**ABOUT THIS TASK**
Each line of the data below must be reproduced without any change.

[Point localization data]
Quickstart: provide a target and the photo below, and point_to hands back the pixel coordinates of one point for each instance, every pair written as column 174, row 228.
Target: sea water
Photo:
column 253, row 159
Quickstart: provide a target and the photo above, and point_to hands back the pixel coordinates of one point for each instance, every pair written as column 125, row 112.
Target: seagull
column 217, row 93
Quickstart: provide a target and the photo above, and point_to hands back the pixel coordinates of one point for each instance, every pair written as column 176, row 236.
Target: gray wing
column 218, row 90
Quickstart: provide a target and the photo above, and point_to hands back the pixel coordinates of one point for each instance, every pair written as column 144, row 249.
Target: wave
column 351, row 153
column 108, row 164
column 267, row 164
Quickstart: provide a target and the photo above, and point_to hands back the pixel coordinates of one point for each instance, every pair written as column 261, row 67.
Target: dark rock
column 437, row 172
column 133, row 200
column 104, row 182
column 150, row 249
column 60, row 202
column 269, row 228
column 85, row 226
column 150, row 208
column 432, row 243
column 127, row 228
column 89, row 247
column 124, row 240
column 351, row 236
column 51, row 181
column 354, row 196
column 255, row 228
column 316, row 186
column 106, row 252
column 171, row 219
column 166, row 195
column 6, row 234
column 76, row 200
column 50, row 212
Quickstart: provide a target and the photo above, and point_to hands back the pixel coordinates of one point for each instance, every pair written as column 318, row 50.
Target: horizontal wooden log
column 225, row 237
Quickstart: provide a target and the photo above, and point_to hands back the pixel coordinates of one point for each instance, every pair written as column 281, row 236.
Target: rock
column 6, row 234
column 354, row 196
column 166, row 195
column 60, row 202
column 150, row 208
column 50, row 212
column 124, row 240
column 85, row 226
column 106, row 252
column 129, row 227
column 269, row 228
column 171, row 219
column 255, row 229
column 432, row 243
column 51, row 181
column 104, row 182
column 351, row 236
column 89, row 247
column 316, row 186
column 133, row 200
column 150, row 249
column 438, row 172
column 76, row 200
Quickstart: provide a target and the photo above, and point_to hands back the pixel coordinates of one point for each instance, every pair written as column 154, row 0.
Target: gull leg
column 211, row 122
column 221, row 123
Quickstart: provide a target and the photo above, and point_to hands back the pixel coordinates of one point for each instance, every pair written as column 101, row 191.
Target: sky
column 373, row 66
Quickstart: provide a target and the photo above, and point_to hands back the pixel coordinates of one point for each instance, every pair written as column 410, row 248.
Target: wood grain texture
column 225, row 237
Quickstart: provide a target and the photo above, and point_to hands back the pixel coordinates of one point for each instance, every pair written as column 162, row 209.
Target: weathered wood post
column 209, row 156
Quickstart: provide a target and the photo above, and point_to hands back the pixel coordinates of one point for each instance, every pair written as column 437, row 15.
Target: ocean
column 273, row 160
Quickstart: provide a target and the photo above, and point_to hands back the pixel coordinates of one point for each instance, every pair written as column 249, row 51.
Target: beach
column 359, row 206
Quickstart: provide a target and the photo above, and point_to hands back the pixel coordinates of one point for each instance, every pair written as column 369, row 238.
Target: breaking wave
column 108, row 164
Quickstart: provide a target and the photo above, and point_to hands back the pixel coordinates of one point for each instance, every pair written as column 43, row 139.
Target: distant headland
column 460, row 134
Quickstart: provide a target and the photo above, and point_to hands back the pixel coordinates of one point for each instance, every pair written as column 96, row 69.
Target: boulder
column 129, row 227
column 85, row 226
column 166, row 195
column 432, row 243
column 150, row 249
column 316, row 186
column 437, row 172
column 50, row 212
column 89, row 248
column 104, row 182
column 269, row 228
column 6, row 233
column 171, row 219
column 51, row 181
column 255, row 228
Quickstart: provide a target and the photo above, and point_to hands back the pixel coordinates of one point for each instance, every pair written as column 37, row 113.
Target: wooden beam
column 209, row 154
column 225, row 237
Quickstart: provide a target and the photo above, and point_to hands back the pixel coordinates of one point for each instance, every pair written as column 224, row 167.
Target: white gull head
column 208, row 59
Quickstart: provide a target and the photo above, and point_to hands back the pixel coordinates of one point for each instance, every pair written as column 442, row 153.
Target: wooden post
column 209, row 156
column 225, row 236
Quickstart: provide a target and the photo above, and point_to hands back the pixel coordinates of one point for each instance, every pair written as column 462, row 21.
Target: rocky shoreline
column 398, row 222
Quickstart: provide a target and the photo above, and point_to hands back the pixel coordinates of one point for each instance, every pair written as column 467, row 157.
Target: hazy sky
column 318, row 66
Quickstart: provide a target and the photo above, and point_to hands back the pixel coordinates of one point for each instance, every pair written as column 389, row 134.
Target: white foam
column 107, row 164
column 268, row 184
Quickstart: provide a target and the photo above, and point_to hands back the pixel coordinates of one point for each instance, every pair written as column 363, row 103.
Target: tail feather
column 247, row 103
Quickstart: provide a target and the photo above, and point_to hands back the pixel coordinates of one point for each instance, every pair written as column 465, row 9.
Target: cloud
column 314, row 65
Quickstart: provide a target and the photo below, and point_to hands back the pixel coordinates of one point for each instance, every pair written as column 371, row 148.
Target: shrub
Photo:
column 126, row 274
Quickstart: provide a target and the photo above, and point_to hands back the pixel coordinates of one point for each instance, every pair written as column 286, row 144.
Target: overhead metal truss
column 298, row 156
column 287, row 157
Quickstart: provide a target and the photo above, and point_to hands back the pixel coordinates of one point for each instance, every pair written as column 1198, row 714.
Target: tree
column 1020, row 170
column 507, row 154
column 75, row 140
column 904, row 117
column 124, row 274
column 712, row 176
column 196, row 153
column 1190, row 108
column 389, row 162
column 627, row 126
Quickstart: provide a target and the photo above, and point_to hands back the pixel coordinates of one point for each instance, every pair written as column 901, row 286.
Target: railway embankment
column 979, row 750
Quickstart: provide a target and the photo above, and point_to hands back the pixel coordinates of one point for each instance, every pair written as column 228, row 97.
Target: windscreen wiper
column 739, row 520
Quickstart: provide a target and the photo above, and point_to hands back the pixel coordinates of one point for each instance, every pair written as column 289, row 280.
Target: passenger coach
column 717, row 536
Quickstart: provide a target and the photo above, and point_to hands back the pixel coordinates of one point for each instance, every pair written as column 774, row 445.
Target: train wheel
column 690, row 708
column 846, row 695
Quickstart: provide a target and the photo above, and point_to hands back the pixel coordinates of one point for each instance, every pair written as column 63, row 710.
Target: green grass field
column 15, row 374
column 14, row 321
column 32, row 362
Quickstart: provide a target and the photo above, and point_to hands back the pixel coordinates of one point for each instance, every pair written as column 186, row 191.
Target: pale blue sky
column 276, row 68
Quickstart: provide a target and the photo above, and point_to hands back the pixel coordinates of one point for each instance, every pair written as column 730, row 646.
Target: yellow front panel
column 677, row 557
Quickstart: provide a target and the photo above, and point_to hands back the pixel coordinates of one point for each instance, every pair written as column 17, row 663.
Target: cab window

**PROBLEM SOLUTION**
Quickstart: provide a target and the photo below, and point_to hands back the pixel coordinates of one point for each instance, every pair written as column 174, row 228.
Target: sea water
Photo:
column 253, row 159
Quickstart: provide a target and the photo above, and point_to hands back the pixel coordinates of one point for each instance, every pair written as column 125, row 112.
Target: seagull
column 217, row 93
Quickstart: provide a target and the photo above, and point_to hands back the pixel coordinates of one point for each instance, every pair written as column 176, row 236.
Target: gray wing
column 218, row 90
Quickstart: provide a target and the photo above, and point_to hands back the pixel coordinates of one point for each instance, every pair written as column 144, row 249.
Target: wave
column 351, row 153
column 108, row 164
column 267, row 164
Quickstart: provide a target and the photo above, and point_to hands back the pixel coordinates of one point for each instance, every pair written as column 261, row 67.
Target: dark rock
column 437, row 172
column 133, row 200
column 104, row 182
column 150, row 249
column 60, row 202
column 269, row 228
column 85, row 226
column 150, row 208
column 432, row 243
column 127, row 228
column 89, row 247
column 124, row 240
column 351, row 236
column 51, row 181
column 354, row 196
column 255, row 228
column 316, row 186
column 106, row 252
column 171, row 219
column 166, row 195
column 6, row 234
column 76, row 200
column 50, row 212
Quickstart: provide a target and the photo above, and point_to hands back the pixel coordinates of one point for each instance, every pair written as column 318, row 50.
Target: horizontal wooden log
column 225, row 237
Quickstart: provide a target and the photo above, and point_to hands back the pixel coordinates of one point for each instance, every pair written as column 281, row 236.
Target: rock
column 6, row 234
column 354, row 196
column 166, row 195
column 60, row 202
column 150, row 208
column 50, row 212
column 124, row 240
column 85, row 226
column 106, row 252
column 129, row 227
column 269, row 228
column 171, row 219
column 255, row 229
column 432, row 243
column 51, row 181
column 104, row 182
column 351, row 236
column 89, row 247
column 316, row 186
column 133, row 200
column 150, row 249
column 438, row 172
column 76, row 200
Quickstart: provide a target and the photo above, and point_to hands back the pixel coordinates of one point for each instance, every pair written as column 154, row 0.
Target: gull leg
column 211, row 122
column 221, row 123
Quickstart: provide a target and the photo above, and point_to hands back the pixel coordinates of one point for each instance, every pair written as column 101, row 191.
Target: sky
column 373, row 66
Quickstart: provide a target and the photo above, and point_to hands back the pixel coordinates of one point for each instance, every pair written as column 410, row 248.
Target: wood grain texture
column 225, row 237
Quickstart: provide a target and the photo above, and point_to hands back the pixel coordinates of one point for each instance, every pair written as column 162, row 209.
Target: weathered wood post
column 209, row 156
Quickstart: provide a target and the photo above, and point_to hands back the pixel coordinates of one point for each instance, every pair written as column 437, row 15.
Target: ocean
column 273, row 160
Quickstart: provide a target and the photo above, and point_to hands back the pixel coordinates of one point for each instance, every pair written as column 249, row 51.
Target: beach
column 359, row 206
Quickstart: provide a target and the photo above, and point_to hands back the pixel coordinates of one point for each instance, every pair written as column 369, row 238.
Target: breaking wave
column 108, row 164
Quickstart: provide a target and the photo above, and point_to hands back the pixel coordinates of one point for each instance, every pair written as column 43, row 139.
Target: distant headland
column 460, row 134
Quickstart: provide a target and the photo above, and point_to hands back the pixel coordinates of one point for each instance, every pair written as column 96, row 69.
Target: boulder
column 129, row 227
column 85, row 226
column 166, row 195
column 432, row 243
column 150, row 249
column 316, row 186
column 437, row 172
column 50, row 212
column 89, row 248
column 104, row 182
column 269, row 228
column 6, row 233
column 171, row 219
column 51, row 181
column 255, row 228
Quickstart: provide a target and the photo above, and point_to hands back the pixel coordinates of one point for each instance, every pair written as column 37, row 113.
Target: wooden beam
column 209, row 154
column 225, row 237
Quickstart: provide a target and the photo above, and point_to hands back the pixel coordinates of one point for each instance, every pair written as column 224, row 167.
Target: white gull head
column 208, row 59
Quickstart: provide a target and the photo above, and point_to hands back the pixel coordinates of one point for each instance, every pair written as column 442, row 153.
Target: wooden post
column 209, row 156
column 225, row 236
Quickstart: provide a target and the photo above, and point_to hands back the pixel coordinates of one point for each instance, every pair written as column 462, row 21.
Target: rocky shoreline
column 398, row 222
Quickstart: provide a target and the photo above, and point_to hands back the pixel coordinates of one point for each instance, every pair written as column 467, row 157.
Target: hazy sky
column 318, row 66
Quickstart: provide a target and the photo above, and point_to hands back the pixel coordinates of one point for each instance, every pair written as column 389, row 134.
Target: white foam
column 107, row 164
column 268, row 184
Quickstart: provide a target and the photo above, and point_to hands back the pixel coordinates of one point for each instance, every pair written as column 363, row 103.
Target: tail feather
column 247, row 103
Quickstart: provide a target and the photo above, and point_to hands back the pixel coordinates of one point for each instance, every pair written as column 465, row 9.
Target: cloud
column 314, row 65
Quickstart: provide a target and the photo below, and point_to hands back the pixel coordinates of one point for each instance, every pair written as column 371, row 148.
Target: shrub
Photo:
column 126, row 274
Quickstart: provide a target and the photo above, and point_to hands back the pixel coordinates of one point for each instance, every pair written as column 286, row 144.
Target: overhead metal truss
column 298, row 156
column 287, row 157
Quickstart: provide a target and the photo above, and point_to hands back the pixel coordinates of one point for each instance, every pair written as column 1198, row 714.
Target: tree
column 1020, row 170
column 507, row 154
column 75, row 140
column 904, row 117
column 124, row 274
column 712, row 176
column 196, row 153
column 1190, row 108
column 389, row 162
column 627, row 126
Quickstart: provide a target and the photo above, and point_to hands back the pixel coordinates of one point for each instance, every pair written as column 901, row 286.
Target: railway embankment
column 979, row 750
Quickstart: provide a target and the photo above, and point_to hands back the pixel coordinates of one point for each instance, every pair written as column 228, row 97.
Target: windscreen wiper
column 739, row 520
Quickstart: provide a target and the photo above, and point_to hands back the pixel coordinates of one point for each instance, every pair written as column 289, row 280.
Target: passenger coach
column 717, row 536
Quickstart: provide a target and the photo above, and point_to hands back the pixel coordinates of one point for each instance, every pair written as column 774, row 445.
Target: train wheel
column 690, row 708
column 846, row 695
Quickstart: provide a target and the photo above, and point_to hands back the pixel coordinates of one point for each instance, every pair written as column 63, row 710.
Target: green grass field
column 15, row 374
column 14, row 321
column 32, row 362
Quickstart: provide a target and the photo above, and point_to hands back the pixel coordinates of one point for each instance, every pair written as column 186, row 191.
Target: pale blue sky
column 276, row 68
Quickstart: provide a target and the photo above, and point_to hands back the pixel coordinates of one point for each instance, every pair written as column 730, row 646.
Target: yellow front panel
column 677, row 557
Quickstart: provide a target and the photo above, and point_to hands back the pixel coordinates of one point for each instance, every pair written as column 17, row 663.
Target: cab window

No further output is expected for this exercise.